What is required :: Edit the entries below so that each "annotate" becomes "mark" and nothing else changes. Leave the pictures out of your version.

----------

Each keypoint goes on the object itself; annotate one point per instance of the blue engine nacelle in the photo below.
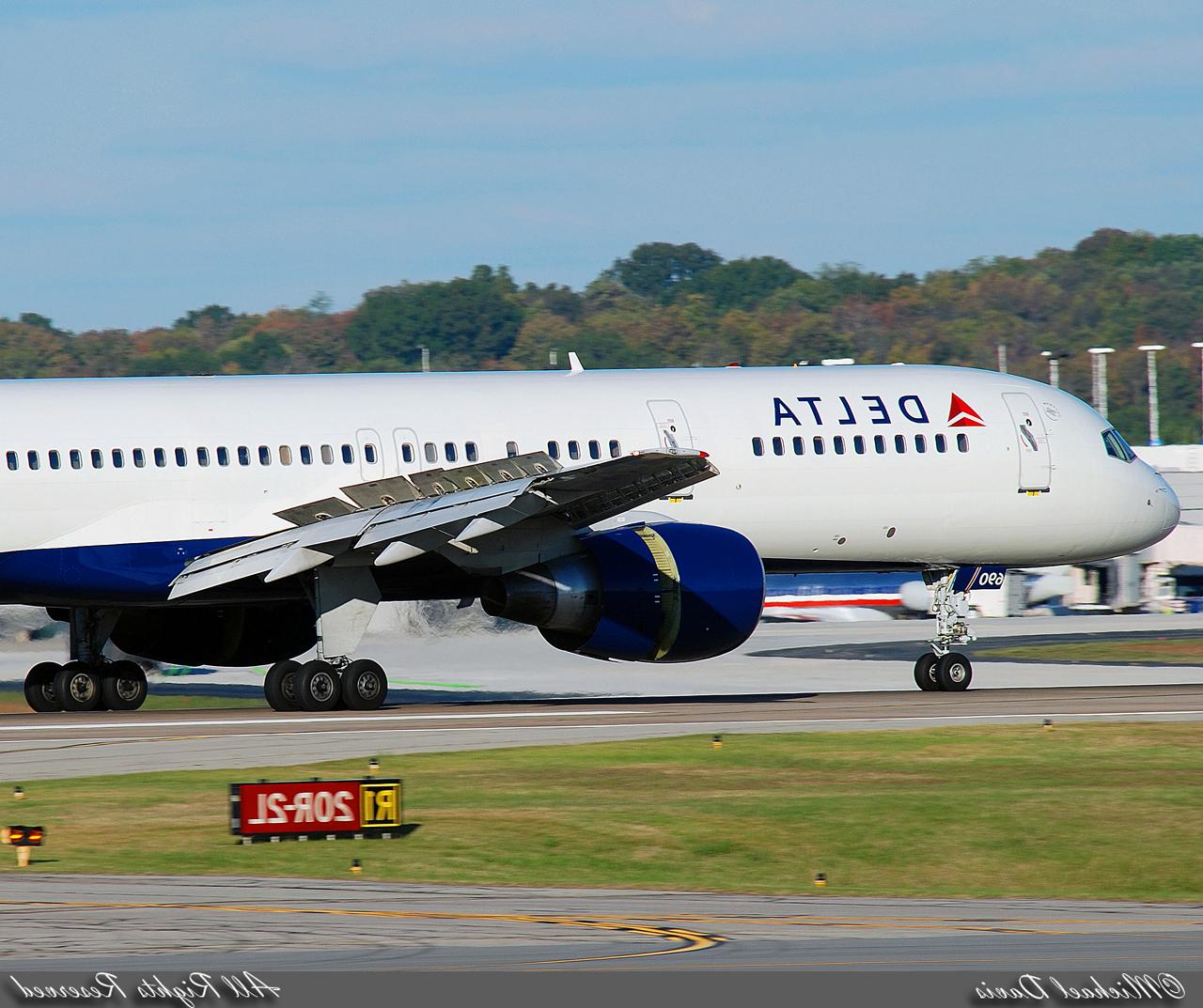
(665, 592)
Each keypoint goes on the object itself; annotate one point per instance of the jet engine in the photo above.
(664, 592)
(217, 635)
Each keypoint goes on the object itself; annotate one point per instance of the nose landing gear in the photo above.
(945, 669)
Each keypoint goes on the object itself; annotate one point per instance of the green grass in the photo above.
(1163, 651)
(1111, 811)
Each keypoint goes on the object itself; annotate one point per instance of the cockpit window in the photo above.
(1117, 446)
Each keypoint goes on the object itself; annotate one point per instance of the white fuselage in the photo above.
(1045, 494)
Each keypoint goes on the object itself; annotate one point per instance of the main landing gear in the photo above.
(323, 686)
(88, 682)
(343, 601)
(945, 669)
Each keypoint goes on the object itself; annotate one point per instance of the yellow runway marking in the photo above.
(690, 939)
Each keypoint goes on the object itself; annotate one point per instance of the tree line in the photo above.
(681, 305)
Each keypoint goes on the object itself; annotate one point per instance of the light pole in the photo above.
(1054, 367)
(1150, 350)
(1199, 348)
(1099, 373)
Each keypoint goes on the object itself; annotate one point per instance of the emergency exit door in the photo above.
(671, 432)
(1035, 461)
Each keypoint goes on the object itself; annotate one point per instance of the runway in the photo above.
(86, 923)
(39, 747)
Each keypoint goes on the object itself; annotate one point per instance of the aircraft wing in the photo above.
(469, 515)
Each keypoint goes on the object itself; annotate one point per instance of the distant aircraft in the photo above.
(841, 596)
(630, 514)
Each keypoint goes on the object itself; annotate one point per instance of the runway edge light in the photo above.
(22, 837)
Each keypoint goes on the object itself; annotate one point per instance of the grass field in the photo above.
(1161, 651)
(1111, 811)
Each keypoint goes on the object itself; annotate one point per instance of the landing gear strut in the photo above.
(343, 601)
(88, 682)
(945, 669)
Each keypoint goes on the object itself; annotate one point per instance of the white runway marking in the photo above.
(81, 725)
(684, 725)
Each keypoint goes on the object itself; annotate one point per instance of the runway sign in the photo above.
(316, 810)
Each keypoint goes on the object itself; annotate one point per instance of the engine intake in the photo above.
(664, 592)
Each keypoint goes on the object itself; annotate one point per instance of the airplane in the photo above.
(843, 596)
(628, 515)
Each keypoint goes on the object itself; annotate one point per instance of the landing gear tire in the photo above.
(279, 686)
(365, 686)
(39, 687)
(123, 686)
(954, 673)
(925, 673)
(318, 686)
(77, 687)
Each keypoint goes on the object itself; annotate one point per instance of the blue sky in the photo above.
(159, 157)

----------

Solution ::
Each keypoint goes on the object itself; mark one point per instance of the blue engine nacelle in the photo below.
(665, 592)
Each keypoint goes on the object itself; mark one point per instance of the jet engine in the photo above.
(664, 592)
(217, 635)
Each keypoint goes on the object itself; mark one point per instance of the nose landing gear in the photo above.
(945, 669)
Each keypoint goes on the object itself; mark one point per instance of the green grass in the photo above.
(1163, 651)
(1111, 811)
Each keypoint goes on the object itself; mark one point per instance of the cockpit window in the photo above.
(1117, 446)
Each keypoint goes on the object itself; mark one point per instance of the white fuselage in the photo above.
(1045, 494)
Each keypoint goes on the object itself; mark one point per instance of the main landing gear in the photo above.
(323, 686)
(88, 682)
(343, 601)
(945, 669)
Each keypoint goes on the object itself; mark one point per instance of the yellow runway marking in the photo above.
(690, 939)
Each keypoint goes on the object itself; mark one point per instance of the tree line in the photo above.
(681, 305)
Each keypoint goes on the object itself; mark one point per instance of the light pole in the photo above.
(1054, 367)
(1150, 350)
(1199, 348)
(1099, 373)
Each keypoint goes on the object itself; mark one point per instance of the emergency exit door in the photo above.
(671, 432)
(1035, 461)
Each keypoint goes on the object itself; mark one point per instance of the runway in the photo above.
(86, 923)
(39, 747)
Each keypoint goes on the object itself; mark one point per instance of the aircraft wing in the photo above.
(469, 515)
Each keypoint goes on the object itself; mark one point per instance of the distant aircraft in the photo above.
(841, 596)
(630, 514)
Each keypoint goes on the object itself; mark one point per instance of the runway edge light in the photo above.
(22, 837)
Each keypoint goes on the object itself; mark one point per instance of the grass field in the photo above.
(1161, 651)
(1111, 811)
Each keypoint goes on the object itself; mark one point per instance of the landing gear strut in the photo above.
(343, 601)
(88, 682)
(945, 669)
Each keypoint goes on the object itself; mark one point per instance of the white runway marking in the photo above.
(81, 725)
(684, 725)
Each keypoint goes on the object itself; mark one point per instance of the runway sign in the photo above.
(316, 810)
Each keypoint goes on the object itself; mark one point per instance of the engine intake in the photo above.
(664, 592)
Each keypoint goes on the object itself; mark one point per instance of the airplane in the photo above.
(843, 596)
(628, 515)
Each keypoint goes on the object itself; mark one point per instance of the landing gear tire in the photo above.
(279, 686)
(365, 686)
(39, 687)
(123, 686)
(954, 673)
(925, 673)
(318, 686)
(77, 687)
Each keypoint goes on the object itself; mark one point per instance of the blue sky in the photo above.
(159, 157)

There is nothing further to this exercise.